- [Your instructions]
Transcribe the data that follows precisely, omitting nothing.

[Extracted records]
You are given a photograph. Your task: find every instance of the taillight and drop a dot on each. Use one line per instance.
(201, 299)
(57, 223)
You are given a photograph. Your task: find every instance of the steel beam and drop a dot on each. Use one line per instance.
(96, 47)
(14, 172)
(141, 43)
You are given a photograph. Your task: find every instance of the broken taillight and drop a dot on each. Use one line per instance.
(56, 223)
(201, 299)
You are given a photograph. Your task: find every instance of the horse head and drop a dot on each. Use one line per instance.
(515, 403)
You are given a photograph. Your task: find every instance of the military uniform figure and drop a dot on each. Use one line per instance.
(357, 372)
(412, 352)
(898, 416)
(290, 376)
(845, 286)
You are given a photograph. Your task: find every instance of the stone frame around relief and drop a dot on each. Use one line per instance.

- [Reply to the exercise]
You are given a photograph. Your task: find every instance of the taillight and drop a dot on each. Use one line per instance.
(201, 299)
(57, 223)
You are given a photograph. Your task: find every instance of the steel beam and drop a dot on each. Use one line per instance.
(96, 47)
(14, 172)
(141, 43)
You are given a photograph. Your task: find every instance of the broken taillight and drop a dot on each. Use one line per instance.
(56, 223)
(201, 299)
You are given a photograph. Your task: find every instance of the horse head and drop a dot on each. Use one line per instance.
(515, 403)
You are given a photograph. Your task: find every instance of the military uniform figure and drop a dot on each. Use one line per instance.
(357, 372)
(412, 352)
(898, 416)
(290, 376)
(845, 286)
You are given a photograph. Your task: find every instance of the stone frame around relief and drop a dot on each. Use one line per instance.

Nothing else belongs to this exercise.